Transcribe every line of the listing below verbatim, without any alteration.

(Collected data)
· · · ·

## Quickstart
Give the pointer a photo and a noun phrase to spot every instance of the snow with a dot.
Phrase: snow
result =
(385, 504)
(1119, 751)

· · · ·

### RESPONSE:
## Quickstart
Give the pointer a photo and a noun phrase to spot every instance of the snow with a dot.
Phrase: snow
result =
(385, 504)
(1119, 751)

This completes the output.